◆ INPUT ROWS
++++++++

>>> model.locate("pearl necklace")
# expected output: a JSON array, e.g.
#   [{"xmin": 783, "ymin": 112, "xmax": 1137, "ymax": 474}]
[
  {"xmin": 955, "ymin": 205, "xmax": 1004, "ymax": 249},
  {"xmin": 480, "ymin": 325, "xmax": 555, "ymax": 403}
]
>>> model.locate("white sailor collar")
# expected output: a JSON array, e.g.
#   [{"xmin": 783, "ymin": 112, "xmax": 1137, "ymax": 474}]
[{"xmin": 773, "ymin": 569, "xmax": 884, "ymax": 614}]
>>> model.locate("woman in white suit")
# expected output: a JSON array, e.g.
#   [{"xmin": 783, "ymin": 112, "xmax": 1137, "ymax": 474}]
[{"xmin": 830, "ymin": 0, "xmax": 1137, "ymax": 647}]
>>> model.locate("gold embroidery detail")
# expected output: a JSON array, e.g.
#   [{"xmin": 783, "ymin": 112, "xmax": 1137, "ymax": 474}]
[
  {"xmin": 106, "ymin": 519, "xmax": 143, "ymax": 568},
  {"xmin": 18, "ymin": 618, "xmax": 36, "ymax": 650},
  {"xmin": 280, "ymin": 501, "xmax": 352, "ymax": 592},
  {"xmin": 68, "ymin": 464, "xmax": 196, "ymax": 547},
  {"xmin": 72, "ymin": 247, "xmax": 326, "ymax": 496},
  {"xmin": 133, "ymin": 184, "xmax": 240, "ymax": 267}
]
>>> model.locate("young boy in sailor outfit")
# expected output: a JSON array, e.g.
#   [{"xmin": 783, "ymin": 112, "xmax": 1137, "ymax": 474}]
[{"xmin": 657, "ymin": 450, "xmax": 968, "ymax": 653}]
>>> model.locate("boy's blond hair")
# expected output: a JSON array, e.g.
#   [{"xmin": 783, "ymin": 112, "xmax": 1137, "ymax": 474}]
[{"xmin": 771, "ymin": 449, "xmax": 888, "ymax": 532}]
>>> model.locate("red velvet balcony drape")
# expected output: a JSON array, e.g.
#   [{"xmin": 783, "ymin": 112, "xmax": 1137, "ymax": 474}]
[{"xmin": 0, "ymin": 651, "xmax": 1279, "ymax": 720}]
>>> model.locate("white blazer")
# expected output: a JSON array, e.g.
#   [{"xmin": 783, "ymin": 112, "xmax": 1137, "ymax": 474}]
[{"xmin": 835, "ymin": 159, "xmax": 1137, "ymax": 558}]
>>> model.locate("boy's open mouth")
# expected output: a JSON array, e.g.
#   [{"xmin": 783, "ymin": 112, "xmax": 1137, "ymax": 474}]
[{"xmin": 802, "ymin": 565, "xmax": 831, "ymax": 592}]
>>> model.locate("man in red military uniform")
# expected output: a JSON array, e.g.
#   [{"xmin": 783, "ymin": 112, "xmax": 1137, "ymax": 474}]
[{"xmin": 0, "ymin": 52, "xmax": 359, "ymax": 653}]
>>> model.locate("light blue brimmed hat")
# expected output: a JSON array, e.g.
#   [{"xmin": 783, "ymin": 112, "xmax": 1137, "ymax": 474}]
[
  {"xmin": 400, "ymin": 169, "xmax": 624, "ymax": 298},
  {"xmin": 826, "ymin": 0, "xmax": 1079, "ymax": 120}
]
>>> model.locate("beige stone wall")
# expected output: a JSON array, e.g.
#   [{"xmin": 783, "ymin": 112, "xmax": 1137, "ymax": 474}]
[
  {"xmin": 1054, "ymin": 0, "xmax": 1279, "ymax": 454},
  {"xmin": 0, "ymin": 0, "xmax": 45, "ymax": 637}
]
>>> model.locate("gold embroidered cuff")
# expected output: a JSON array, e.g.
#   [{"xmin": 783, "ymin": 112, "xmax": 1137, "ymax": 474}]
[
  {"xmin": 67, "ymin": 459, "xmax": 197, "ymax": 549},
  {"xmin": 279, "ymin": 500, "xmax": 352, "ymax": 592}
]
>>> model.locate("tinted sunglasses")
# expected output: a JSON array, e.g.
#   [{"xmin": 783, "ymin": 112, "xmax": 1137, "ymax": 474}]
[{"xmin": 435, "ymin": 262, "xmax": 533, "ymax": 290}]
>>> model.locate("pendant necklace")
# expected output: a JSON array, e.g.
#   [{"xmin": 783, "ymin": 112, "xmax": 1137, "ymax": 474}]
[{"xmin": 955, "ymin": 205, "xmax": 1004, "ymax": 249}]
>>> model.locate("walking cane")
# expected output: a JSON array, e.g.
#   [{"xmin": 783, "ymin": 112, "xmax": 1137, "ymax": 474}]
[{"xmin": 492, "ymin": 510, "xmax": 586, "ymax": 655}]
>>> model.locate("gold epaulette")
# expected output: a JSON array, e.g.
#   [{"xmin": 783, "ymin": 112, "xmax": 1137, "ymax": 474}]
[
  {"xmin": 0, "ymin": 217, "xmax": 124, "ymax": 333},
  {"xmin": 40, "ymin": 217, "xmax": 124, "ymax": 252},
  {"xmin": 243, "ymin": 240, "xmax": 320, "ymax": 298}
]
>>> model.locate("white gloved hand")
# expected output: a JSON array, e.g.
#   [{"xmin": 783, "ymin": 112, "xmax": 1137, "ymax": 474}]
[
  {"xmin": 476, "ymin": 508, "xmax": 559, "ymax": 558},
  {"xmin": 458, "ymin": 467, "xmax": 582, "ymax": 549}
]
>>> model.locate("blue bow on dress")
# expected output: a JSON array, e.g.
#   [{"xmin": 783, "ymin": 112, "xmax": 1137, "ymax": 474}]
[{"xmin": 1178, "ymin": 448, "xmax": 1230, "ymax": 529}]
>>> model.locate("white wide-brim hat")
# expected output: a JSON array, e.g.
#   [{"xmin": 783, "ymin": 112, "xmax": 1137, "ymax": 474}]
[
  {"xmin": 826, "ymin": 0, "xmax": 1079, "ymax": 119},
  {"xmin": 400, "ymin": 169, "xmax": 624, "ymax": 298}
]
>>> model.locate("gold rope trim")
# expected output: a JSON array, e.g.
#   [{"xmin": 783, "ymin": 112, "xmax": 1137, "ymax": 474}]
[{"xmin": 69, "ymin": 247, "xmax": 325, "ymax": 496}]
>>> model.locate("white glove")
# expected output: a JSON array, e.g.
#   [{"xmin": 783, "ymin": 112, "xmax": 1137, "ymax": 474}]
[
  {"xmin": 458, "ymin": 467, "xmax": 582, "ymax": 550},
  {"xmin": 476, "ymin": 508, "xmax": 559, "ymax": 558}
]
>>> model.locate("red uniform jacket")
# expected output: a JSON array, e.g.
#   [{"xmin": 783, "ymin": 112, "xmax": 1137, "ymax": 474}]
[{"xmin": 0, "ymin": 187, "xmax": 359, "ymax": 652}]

++++++++

◆ WORK REQUIRED
Pull every line from the material above that contains the word "necklace" and copy each one in full.

◆ FINAL RESULT
>>> model.locate("pearl necklace")
>>> model.locate("pendant necklace")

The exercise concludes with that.